Every entry needs to be reproduced exactly.

***

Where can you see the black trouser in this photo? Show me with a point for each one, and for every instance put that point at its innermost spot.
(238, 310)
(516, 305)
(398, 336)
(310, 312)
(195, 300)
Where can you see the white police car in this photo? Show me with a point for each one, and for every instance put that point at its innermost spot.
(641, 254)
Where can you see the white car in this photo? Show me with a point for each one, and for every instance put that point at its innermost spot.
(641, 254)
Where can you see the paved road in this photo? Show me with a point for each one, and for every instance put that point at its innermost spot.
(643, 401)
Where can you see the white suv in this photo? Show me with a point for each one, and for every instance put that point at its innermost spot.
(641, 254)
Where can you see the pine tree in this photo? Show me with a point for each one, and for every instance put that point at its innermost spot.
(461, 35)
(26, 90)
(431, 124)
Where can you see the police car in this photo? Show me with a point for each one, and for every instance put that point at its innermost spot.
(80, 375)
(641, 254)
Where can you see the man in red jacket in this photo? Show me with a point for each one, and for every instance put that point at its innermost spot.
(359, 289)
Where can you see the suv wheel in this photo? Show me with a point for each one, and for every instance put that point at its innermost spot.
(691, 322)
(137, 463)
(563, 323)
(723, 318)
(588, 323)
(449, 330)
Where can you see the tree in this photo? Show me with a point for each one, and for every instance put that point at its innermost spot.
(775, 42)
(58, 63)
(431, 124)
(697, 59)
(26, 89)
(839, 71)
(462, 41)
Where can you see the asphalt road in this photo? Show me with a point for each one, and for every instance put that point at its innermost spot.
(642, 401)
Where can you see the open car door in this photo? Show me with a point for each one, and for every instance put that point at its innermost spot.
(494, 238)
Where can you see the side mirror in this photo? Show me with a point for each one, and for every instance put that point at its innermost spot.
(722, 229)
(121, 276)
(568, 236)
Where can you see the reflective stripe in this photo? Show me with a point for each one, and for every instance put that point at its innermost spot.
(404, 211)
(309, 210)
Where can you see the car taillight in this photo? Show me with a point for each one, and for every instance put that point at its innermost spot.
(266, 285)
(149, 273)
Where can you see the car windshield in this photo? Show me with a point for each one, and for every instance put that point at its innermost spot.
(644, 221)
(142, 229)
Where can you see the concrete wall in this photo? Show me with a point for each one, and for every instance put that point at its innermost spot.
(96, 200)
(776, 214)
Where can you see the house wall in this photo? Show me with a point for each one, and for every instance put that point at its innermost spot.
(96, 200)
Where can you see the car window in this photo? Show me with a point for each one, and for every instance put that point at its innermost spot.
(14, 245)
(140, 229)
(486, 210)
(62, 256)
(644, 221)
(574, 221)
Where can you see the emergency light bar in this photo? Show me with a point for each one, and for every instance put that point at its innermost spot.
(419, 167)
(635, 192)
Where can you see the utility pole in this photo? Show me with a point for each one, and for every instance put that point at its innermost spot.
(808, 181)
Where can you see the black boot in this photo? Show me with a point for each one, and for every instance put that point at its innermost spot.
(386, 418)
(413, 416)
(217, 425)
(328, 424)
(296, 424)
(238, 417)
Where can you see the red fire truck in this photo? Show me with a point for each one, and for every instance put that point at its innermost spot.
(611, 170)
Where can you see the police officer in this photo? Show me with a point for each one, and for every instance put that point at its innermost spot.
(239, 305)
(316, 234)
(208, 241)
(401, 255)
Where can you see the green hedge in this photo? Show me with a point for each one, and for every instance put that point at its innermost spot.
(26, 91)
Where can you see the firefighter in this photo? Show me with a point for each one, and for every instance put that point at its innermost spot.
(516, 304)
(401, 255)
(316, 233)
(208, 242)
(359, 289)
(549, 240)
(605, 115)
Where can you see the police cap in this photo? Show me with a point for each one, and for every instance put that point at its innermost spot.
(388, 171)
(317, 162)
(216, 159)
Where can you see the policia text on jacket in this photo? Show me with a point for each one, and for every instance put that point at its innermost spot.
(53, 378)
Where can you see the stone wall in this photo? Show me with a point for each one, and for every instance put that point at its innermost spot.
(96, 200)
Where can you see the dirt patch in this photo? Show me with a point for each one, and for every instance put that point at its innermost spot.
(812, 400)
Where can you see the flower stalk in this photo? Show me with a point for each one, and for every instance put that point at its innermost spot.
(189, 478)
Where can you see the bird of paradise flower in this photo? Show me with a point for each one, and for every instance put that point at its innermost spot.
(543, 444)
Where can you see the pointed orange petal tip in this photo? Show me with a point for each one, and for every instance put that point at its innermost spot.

***

Correct response:
Where can you see the black trouser in this photo? Show me with a point for each one, and for every instance put that point at its innermost spot.
(238, 310)
(516, 305)
(398, 336)
(310, 312)
(195, 300)
Where can you see the white police car in this photo? Show me with a point for each one, and for every instance put that point at its innermost spot.
(641, 254)
Where can you see the white car in this photo? Show me with a point for each one, and for every instance put that point at its innermost spot.
(641, 254)
Where can you see the paved road in this photo? Show me with a point for each one, and for every instance put that point at its innermost spot.
(643, 401)
Where can you see the white suv in this photo? Show me with a point for each one, and for every instance put that point at its innermost spot.
(641, 254)
Where can you see the pine tree in this photo? Show me with a point for each one, and for every instance put that point at its innermost spot.
(461, 35)
(26, 90)
(431, 124)
Where can you see the police car in this photo? Show me with a point for each one, and for every instance put that point at its innermost spot.
(80, 375)
(641, 254)
Where can you see the man in red jacket in this photo? Show me with a point for each one, and for every instance put that point at its innermost spot.
(359, 289)
Where can you see the suv wheel in this photo? Show me with a point for each one, and for every instance put that point at its innermost spot.
(691, 322)
(137, 463)
(563, 323)
(723, 318)
(588, 323)
(449, 330)
Where can you see the tree in this photo? Show me with a point for each one, and for every instance put that point at its innermost spot.
(775, 42)
(58, 63)
(431, 124)
(697, 59)
(26, 89)
(839, 71)
(462, 41)
Where can you see the asphalt road in this photo? Show me with a point for each one, and for every instance put that point at its innermost spot.
(642, 401)
Where can you see the open car door in this photo? Show me with a point for each one, and for every instance put that point at its innermost spot.
(494, 238)
Where can you see the side mirror in this photo? Show me with a point for each one, and for every instance put that point at its innermost spot.
(722, 229)
(121, 276)
(568, 236)
Where can you see the reflective stripe in this photo? Show me with a point for each one, and for every instance put that point at its innermost spot.
(404, 211)
(309, 210)
Where can you see the car taillight in this photo? Show me with a point for each one, and for every instance put that point at its innermost spot.
(266, 285)
(149, 273)
Where can you see the car windshield in this photo? Show me with a point for each one, and for every instance put that point at its innermost spot.
(644, 221)
(142, 229)
Where can you see the concrete wall in this photo? Show me with a point for each one, and for every instance put that point at its innermost spot.
(96, 200)
(776, 214)
Where can you see the house wall in this photo? Show me with a point for each one, and for every instance put that point at its innermost spot.
(96, 200)
Where can you see the car window in this photo? Show me with a point for each one, and for every instance put that point at its innermost spot.
(14, 245)
(140, 229)
(486, 210)
(62, 256)
(644, 221)
(574, 221)
Where can you see the emergency light bar in this photo? Show me with a point for each one, and for every instance put that point at its innermost spot.
(419, 167)
(635, 192)
Where can you see the utility pole in this photo? Show me with a point for each one, and for every instance put that point at its innermost spot.
(808, 181)
Where can you see the black boot in this photo? Show me with a point for each one, and for every instance put that point at its innermost spot.
(386, 418)
(413, 416)
(217, 425)
(328, 424)
(296, 424)
(238, 417)
Where can you see the red fire truck in this photo? Show me with a point for each one, and for every instance put that point at its innermost spot.
(611, 170)
Where can you see the police officer in this photo? Show me with a point for each one, and for every instance put that point at its innermost spot.
(239, 305)
(316, 234)
(208, 241)
(401, 255)
Where can you see the green hedge in this photo? Show me with a point for each one, and for every instance put that point at its innermost spot.
(26, 91)
Where can you see the firefighter in this photo? Show me with a point for each one, and for every instance put that point at its innermost spot.
(516, 304)
(401, 255)
(316, 233)
(208, 242)
(359, 289)
(549, 240)
(605, 115)
Where can you see the police cap in this photo? Show me with a point for each one, and for every instance put that point at its innermost spot.
(388, 171)
(317, 162)
(216, 159)
Where can you see the policia text on jacket in this photo? Show me with a point for each one, and for every instance put that point at its innermost spot.
(53, 378)
Where can you see the stone wall in this photo? Show me with a point for each one, and for every instance put that point at its innermost spot.
(96, 200)
Where can you see the dirt patch in this photo? Show me with a point for each one, and for every instance put that point at its innermost spot.
(812, 400)
Where can you see the flower stalk in this photo? Show me with a point for each one, and for every instance put that point at its innermost spot.
(189, 478)
Where can you see the bird of paradise flower in this photo? Show me with a point for each one, and for every instance put that point at its innermost spot.
(543, 444)
Where can you see the pointed orange petal tip in this photo? Show me with a point for each one, and for every instance put that point at its innermost spot.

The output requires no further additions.